PROBLEM TO SOLVE:
Please copy the entries from the start of the list to the line with "point(147, 125)", swapping "marker" for "dot" and changing nothing else. Leave the pictures out of your answer.

-- START OF INPUT ROWS --

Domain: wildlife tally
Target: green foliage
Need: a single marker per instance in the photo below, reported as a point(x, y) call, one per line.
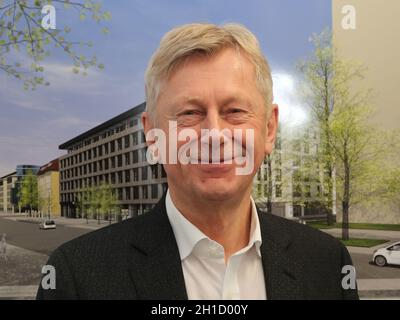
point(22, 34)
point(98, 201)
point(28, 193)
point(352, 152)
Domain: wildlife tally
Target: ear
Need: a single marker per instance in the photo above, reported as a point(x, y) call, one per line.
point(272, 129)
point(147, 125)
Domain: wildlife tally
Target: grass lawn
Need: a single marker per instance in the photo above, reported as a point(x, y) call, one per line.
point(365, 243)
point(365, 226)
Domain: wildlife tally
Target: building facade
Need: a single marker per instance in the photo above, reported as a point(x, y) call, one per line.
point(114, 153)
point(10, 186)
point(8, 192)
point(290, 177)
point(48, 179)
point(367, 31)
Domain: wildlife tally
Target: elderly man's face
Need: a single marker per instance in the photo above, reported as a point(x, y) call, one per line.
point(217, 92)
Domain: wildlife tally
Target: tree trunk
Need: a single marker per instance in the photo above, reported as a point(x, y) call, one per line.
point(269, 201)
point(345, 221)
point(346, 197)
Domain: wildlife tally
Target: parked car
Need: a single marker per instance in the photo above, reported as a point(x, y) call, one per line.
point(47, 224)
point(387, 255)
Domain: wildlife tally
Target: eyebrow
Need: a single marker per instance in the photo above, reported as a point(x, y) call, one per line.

-- END OF INPUT ROWS --

ANSWER TO THIS TASK:
Domain: wildlife tally
Target: green foliage
Need: a single dot per instance in the photo below, reported as a point(x, y) call, one per line.
point(22, 34)
point(98, 201)
point(28, 193)
point(352, 152)
Domain: wildlife tally
Target: ear
Need: a single dot per instance in the photo above, reported as a point(x, y) call, one per line.
point(272, 129)
point(147, 125)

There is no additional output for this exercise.